# Descrizione del compito
Prosegui l'articolo su Walker Evans riprendendo subito dopo la sua ultima frase.

# Articolo
____________________
Walker Evans. Parte terza: grandezza e contraddizioni
di Paolo Felletti Spadazzi
--- Un nuovo modo di vedere
-- Quando ci narra la storia della fotografia in America, Susan Sontag (Sontag 2004) inizia con una citazione di Walt Whitman (1819-1892), il padre della poesia americana, secondo il quale "ogni oggetto o condizione o combinazione o processo esprime una sua bellezza". Secondo Sontag "la fotografia americana è passata dall'affermazione all'erosione e da questa alla parodia del programma di Withman. Il più edificante personaggio di questa storia è Walker Ewans", la cui poetica."deriva ancora da Whitman, e precisamente dall'abbattimento delle discriminazioni tra bello e brutto, tra importante e banale". Questo modo di vedere ricorda una citazione del Talmud che Guido Guidi ama ripetere: “Ovunque tu guardi c’è qualcosa da vedere”. Walker Evans ci insegna a vedere in modo diverso le cose di ogni giorno, un po' come fece la pop art negli anni '60, usando oggetti quotidiani come le bottiglie di Coca Cola o le lattine di zuppa al pomodoro.
A sinistra: Walker Evans, Griglia per camion, Connecticut (1973). A destra:. Robert Rauschenberg, Auto con telone (1979)
Anche il famoso illustratore Saul Steinberg (1914-1999) avrebbe affermato che Evans ha insegnato a vedere a tutta una generazione (Katz 1971).
John Szarkowski, nella sua introduzione alla retrospettiva su Evans esposta al MoMA nel 1971, scrive: "Le immagini di Evans hanno ampliato il nostro senso della tradizione visiva utilizzabile e hanno influenzato il modo in cui ora vediamo non solo altre fotografie, ma anche cartelloni pubblicitari, discariche, cartoline, stazioni di servizio, architettura vernacolare, strade principali e pareti delle stanze."
Nel 1933 il Museum of Modern Art espone "Walker Evans: Photographs of 19th Century Houses", che è la prima mostra fotografica personale allestita da un importante museo negli Stati Uniti.
Nel 1938, in occasione della celebre personale di Evans, American Photographs, sempre al MoMA, Thomas Mabry, direttore del Museo, osservava che Evans era ritenuto dai suoi ammiratori uno dei più grandi fotografi americani viventi.
Tuttavia, un incremento ancora maggiore della popolarità di Evans derivò dalla mostra retrospettiva del 1971 e dalla relativa pubblicazione, entrambe curate per il MoMa da John Szarkowski.
____________________
# Record memorizzati
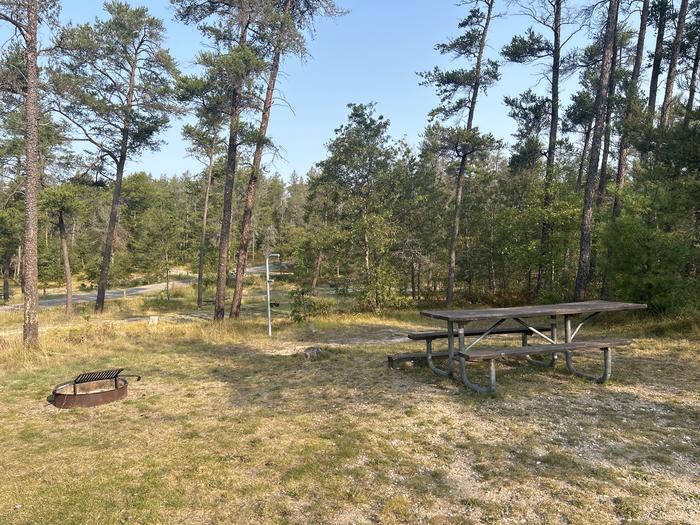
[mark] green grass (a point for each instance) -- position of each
(228, 426)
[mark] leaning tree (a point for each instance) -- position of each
(25, 17)
(113, 85)
(458, 90)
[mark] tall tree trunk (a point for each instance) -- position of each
(244, 242)
(599, 110)
(231, 166)
(6, 282)
(693, 86)
(66, 264)
(658, 56)
(454, 234)
(631, 99)
(30, 265)
(463, 161)
(547, 226)
(584, 155)
(603, 179)
(167, 276)
(413, 281)
(673, 64)
(317, 272)
(116, 193)
(203, 234)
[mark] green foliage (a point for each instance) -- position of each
(528, 48)
(306, 306)
(113, 76)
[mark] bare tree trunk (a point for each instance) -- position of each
(244, 242)
(317, 271)
(584, 155)
(658, 56)
(603, 179)
(673, 64)
(454, 234)
(203, 234)
(463, 161)
(632, 95)
(413, 281)
(6, 282)
(599, 109)
(418, 281)
(167, 276)
(116, 193)
(66, 264)
(231, 165)
(693, 86)
(30, 265)
(547, 226)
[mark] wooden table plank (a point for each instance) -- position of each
(543, 310)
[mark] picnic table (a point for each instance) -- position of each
(522, 316)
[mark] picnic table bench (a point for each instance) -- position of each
(457, 319)
(429, 337)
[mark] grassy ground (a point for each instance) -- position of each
(228, 426)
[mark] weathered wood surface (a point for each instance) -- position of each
(543, 310)
(577, 346)
(418, 358)
(423, 336)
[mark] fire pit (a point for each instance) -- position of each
(91, 389)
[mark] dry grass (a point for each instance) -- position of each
(230, 427)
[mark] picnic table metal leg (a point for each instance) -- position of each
(480, 389)
(450, 347)
(429, 350)
(552, 339)
(463, 366)
(607, 354)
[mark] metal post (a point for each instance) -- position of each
(267, 287)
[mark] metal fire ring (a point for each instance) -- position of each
(91, 389)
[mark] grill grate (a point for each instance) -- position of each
(98, 376)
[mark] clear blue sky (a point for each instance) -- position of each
(371, 54)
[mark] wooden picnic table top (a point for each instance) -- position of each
(541, 310)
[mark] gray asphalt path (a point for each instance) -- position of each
(119, 293)
(87, 297)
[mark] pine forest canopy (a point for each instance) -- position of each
(595, 194)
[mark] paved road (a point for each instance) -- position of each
(146, 289)
(87, 297)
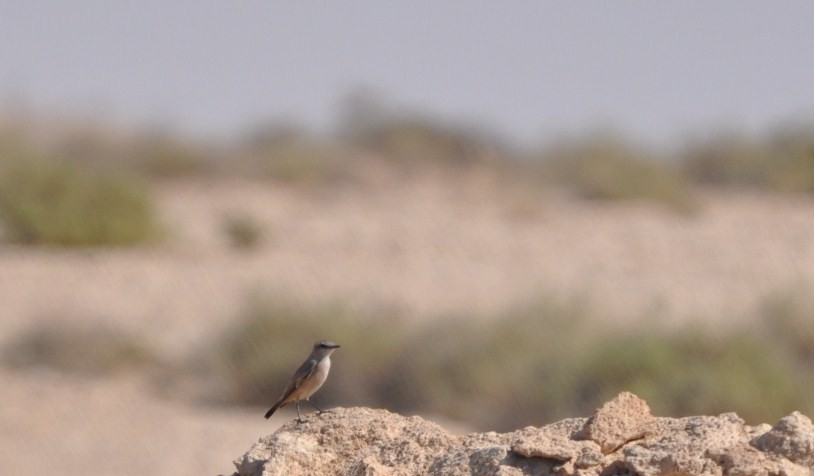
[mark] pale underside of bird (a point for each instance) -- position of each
(308, 378)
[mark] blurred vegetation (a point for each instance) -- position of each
(608, 168)
(162, 157)
(530, 365)
(288, 155)
(242, 230)
(91, 186)
(783, 161)
(52, 202)
(78, 349)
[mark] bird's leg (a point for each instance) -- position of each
(319, 410)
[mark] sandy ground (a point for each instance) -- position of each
(424, 246)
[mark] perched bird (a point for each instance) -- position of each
(308, 378)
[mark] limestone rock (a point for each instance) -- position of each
(791, 438)
(621, 438)
(623, 419)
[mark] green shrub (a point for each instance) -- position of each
(783, 162)
(609, 169)
(409, 141)
(169, 159)
(45, 201)
(530, 365)
(242, 230)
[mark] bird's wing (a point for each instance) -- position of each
(302, 373)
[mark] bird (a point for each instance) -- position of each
(308, 378)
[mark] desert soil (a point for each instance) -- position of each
(425, 247)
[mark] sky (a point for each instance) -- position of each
(528, 70)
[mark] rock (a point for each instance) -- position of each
(622, 437)
(791, 438)
(623, 419)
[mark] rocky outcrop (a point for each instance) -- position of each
(621, 438)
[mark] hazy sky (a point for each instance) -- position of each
(529, 69)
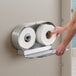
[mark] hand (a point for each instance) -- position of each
(58, 30)
(60, 50)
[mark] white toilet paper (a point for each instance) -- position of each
(23, 38)
(44, 34)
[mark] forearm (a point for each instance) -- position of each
(70, 33)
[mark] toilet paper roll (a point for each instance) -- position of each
(44, 35)
(23, 38)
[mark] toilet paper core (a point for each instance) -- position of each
(44, 34)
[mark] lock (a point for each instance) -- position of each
(24, 39)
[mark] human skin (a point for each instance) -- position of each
(70, 27)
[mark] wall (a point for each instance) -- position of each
(14, 12)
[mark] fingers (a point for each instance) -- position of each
(59, 53)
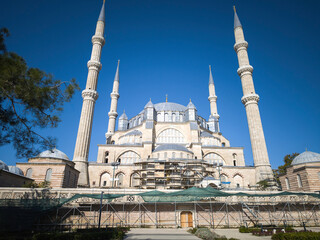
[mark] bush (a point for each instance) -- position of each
(297, 236)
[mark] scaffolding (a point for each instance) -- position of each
(172, 173)
(206, 206)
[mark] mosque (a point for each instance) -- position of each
(165, 146)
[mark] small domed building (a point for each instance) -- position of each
(52, 166)
(303, 174)
(12, 176)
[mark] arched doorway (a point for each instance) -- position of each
(186, 219)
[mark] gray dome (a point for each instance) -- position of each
(123, 116)
(149, 104)
(306, 157)
(191, 105)
(171, 147)
(168, 106)
(15, 170)
(3, 166)
(134, 132)
(54, 153)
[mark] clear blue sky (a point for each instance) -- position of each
(165, 47)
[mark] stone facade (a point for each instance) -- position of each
(302, 177)
(59, 172)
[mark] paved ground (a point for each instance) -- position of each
(170, 233)
(234, 233)
(159, 233)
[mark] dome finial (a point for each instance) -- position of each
(102, 15)
(237, 22)
(210, 76)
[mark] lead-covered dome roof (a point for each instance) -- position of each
(171, 147)
(169, 106)
(53, 153)
(3, 166)
(306, 157)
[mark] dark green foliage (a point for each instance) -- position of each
(30, 100)
(297, 236)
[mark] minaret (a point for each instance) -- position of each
(214, 116)
(89, 96)
(250, 100)
(113, 105)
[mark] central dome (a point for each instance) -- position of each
(169, 106)
(306, 157)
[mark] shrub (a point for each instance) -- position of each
(297, 236)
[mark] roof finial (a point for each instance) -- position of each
(210, 76)
(237, 22)
(102, 16)
(116, 77)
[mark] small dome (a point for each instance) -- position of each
(306, 157)
(15, 170)
(213, 118)
(169, 106)
(191, 105)
(134, 132)
(169, 147)
(205, 134)
(149, 104)
(3, 166)
(54, 153)
(123, 116)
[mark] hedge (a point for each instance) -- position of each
(297, 236)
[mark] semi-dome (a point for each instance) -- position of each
(15, 170)
(53, 153)
(3, 166)
(170, 147)
(306, 157)
(169, 106)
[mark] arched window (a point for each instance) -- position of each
(238, 181)
(129, 157)
(105, 180)
(224, 178)
(29, 173)
(170, 135)
(214, 158)
(119, 180)
(299, 181)
(135, 181)
(48, 175)
(287, 183)
(106, 159)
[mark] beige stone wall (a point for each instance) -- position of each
(63, 172)
(309, 174)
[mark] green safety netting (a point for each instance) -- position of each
(187, 195)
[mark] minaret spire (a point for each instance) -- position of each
(89, 95)
(113, 106)
(250, 100)
(214, 116)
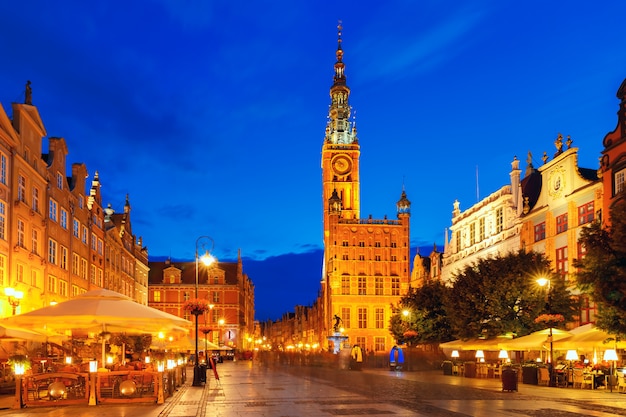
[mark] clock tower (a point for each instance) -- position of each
(366, 261)
(340, 152)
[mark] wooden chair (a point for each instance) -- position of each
(621, 383)
(544, 376)
(587, 381)
(577, 376)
____________________
# Soluzione dell'esercizio
1971. Copertina della monografia su Walker Evans curata da John Szarkowski insieme alla omonima esposizione allestita al MoMA
A tale proposito Lewis Baltz afferma che “a metà degli anni settanta il prestigio di Evans era così assoluto da far pensare che in America non fosse possibile intraprendere alcuna ambiziosa attività fotografica senza invocarne il nome [...] Per moltissimi fotografi americani Evans è quello che Cartier-Bresson è per i francesi: un artista con un retaggio inesauribile”
Numerosi altri storici e critici collocano Evans fra i fotografi più influenti e famosi del 20° secolo (Hilton Kramer, Bruce Jackson, David Campany, Philippe De Montebello e Maria Morris Hambourg).
In particolare Hilton Kramer (1928-2016), noto critico e saggista statunitense, nella sua introduzione alla biografia di Walker Evans redatta da James Mellow (Mellow 2001), afferma che "è stato riconosciuto da lungo tempo che Walker Evans è stato in America il più grande fotografo della sua generazione. Ciò che viene riconosciuto meno spesso è che è stato anche una delle figure emblematiche nell'arte e nella cultura del suo periodo storico".
Naturalmente una personalità di spicco come quella di Evans non poteva che dividere le opinioni del suo pubblico, in particolare all'inizio della sua carriera. Ad esempio, il fotografo Ansel Adams scrisse che le fotografie di Evans gli avevano fatto venire un'ernia (Rathbone 1995).
Tra i fotografi italiani che riconoscono l'importanza di Evans per la propria formazione ricordiamo Luigi Ghirri (Ghirri 2021), che scrive "Evans è l’autore che ho amato, amo e stimo più di ogni altro e che sento più vicino. Ho visto le fotografie di Evans nel 1975, e ritengo sia stato fondamentale per il mio lavoro, per quello che avevo fatto e stavo facendo e per il suo successivo sviluppo” (Ghirri 2021).
Gabriele Basilico, parlando di Evans, affermò: “penso sia stato il mio vero grande maestro segreto, un riferimento etico e estetico che ha molto influenzato il mio lavoro” (Gasparini 2016).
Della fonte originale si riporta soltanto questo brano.